STORED DATA:

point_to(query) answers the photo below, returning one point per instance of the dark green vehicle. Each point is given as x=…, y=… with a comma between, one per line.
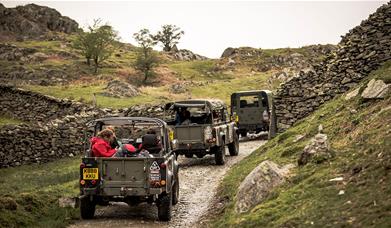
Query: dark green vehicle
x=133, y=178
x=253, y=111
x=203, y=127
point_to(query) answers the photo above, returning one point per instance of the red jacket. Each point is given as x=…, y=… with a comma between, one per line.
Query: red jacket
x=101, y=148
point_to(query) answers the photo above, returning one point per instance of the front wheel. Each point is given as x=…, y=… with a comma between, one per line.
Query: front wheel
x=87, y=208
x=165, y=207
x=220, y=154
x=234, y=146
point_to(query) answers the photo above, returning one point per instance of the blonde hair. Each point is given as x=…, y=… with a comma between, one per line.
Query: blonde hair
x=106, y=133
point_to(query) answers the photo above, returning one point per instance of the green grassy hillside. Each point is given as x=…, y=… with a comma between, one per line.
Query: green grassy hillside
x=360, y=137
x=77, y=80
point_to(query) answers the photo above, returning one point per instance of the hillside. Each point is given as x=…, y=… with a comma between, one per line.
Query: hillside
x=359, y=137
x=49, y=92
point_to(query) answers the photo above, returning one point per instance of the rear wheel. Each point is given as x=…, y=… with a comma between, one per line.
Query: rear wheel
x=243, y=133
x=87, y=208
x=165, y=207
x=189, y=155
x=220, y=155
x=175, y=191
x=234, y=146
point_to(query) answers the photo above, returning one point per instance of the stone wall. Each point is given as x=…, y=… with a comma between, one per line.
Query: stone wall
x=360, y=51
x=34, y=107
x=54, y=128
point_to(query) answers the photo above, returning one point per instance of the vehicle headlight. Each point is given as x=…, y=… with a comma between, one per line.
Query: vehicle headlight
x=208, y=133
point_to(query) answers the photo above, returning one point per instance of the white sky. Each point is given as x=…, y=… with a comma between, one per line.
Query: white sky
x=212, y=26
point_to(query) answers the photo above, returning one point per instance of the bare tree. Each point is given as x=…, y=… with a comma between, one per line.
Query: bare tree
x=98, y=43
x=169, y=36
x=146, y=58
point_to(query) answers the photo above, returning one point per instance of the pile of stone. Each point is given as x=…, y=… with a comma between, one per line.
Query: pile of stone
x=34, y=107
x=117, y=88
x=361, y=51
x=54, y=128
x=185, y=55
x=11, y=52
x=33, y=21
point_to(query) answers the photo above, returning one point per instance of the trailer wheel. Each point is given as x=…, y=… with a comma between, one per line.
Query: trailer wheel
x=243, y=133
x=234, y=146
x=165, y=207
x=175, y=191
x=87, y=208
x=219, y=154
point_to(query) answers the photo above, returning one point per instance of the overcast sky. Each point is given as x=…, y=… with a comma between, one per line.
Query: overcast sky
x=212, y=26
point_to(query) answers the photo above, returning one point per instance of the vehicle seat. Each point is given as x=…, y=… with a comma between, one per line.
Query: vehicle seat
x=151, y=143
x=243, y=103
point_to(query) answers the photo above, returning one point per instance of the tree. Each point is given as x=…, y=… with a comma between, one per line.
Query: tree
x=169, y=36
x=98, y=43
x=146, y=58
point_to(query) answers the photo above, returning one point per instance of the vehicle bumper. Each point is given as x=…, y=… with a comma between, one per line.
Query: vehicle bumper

DIRECTIONS: Transcribe the records verbatim and omit the images.

RESPONSE BELOW:
point_to(query) answers the photo below, returning one point per instance of the dark green vehicle. Each point is given as x=…, y=… with a comma between, one per line.
Query: dark green vehicle
x=133, y=178
x=253, y=111
x=203, y=127
point_to(query) answers the photo above, returning one point per instance of the red jacket. Each point is given as x=…, y=… with a comma between, one per line.
Query: red jacket
x=101, y=148
point_to(query) answers the photo above, returning one point per instance of the front wheel. Each point is given as x=…, y=… with a comma between, one per line.
Query: front wheel
x=87, y=208
x=165, y=207
x=220, y=154
x=234, y=146
point_to(query) answers the photo above, returning one point per instance of the blonde hair. Each point is given as x=…, y=… with a comma between, one per line.
Query: blonde hair
x=106, y=133
point_to(query) answers the photo above, returning one point per instance of the green grassy hillside. Each point is given as x=…, y=… with a comma between, one per line.
Query: green grassy hillside
x=360, y=137
x=77, y=80
point_to(query) answers the photo above, returning one point per instance of the hillside. Each point is given as x=…, y=… with a comma between, one per line.
Query: hillside
x=359, y=137
x=49, y=92
point_to(query) answers the photo above, returning one point per instance of the rear wheel. Each point is given as x=…, y=… with a comma between, one per line.
Query: rear wheel
x=243, y=133
x=87, y=208
x=165, y=207
x=189, y=155
x=220, y=155
x=175, y=191
x=234, y=146
point_to(query) answers the photo above, returning one point per instance of the stone wall. Each point is given as x=…, y=… with a comma between, one per line.
Query: stone wall
x=360, y=51
x=34, y=107
x=54, y=128
point_to(query) answers the photo above, returning one point per instance of the vehicle headlight. Each point is given as x=…, y=… with a comma between, one per line.
Query: vehicle headlight
x=208, y=133
point_to(query) answers the photo above, returning one point per instance of the white sky. Each point is given as x=…, y=… with a comma between, one per line.
Query: white sky
x=212, y=26
point_to(query) answers the photo above, returning one point per instance of the bare tree. Each point is given as x=…, y=… with a comma between, one per line.
Query: bare tree
x=98, y=43
x=169, y=36
x=146, y=58
point_to(query) answers the photo above, returning one point per instance of the pile of stone. Each point is given as x=…, y=… with a comma between, one per line.
Query: pile of stone
x=34, y=107
x=117, y=88
x=361, y=51
x=54, y=128
x=185, y=55
x=11, y=52
x=33, y=21
point_to(query) answers the photo above, returning one point per instance of the trailer wheel. Each point is given as x=…, y=… with a comma between, one per line.
Query: trailer wheel
x=243, y=133
x=234, y=146
x=165, y=207
x=175, y=191
x=87, y=208
x=219, y=154
point_to(query) answers the photo above, returning one point per instance of the overcast sky. Each point is given as x=…, y=… with a comma between, one per line.
Query: overcast sky
x=212, y=26
point_to(query) answers the photo above, returning one point per instance of the vehicle seat. Each point is given as x=…, y=… with a comma between, one per line.
Query: vehicle seat
x=151, y=143
x=243, y=103
point_to(query) answers the photo above, returning one point per instance of the tree. Each point is given as x=…, y=… with a comma between, one per line.
Query: tree
x=169, y=36
x=98, y=43
x=146, y=58
point_to(query) answers the photo above, returning one point per instance of the vehicle bumper. Each point is given as x=…, y=… with a comma between, one per line.
Query: vehicle bumper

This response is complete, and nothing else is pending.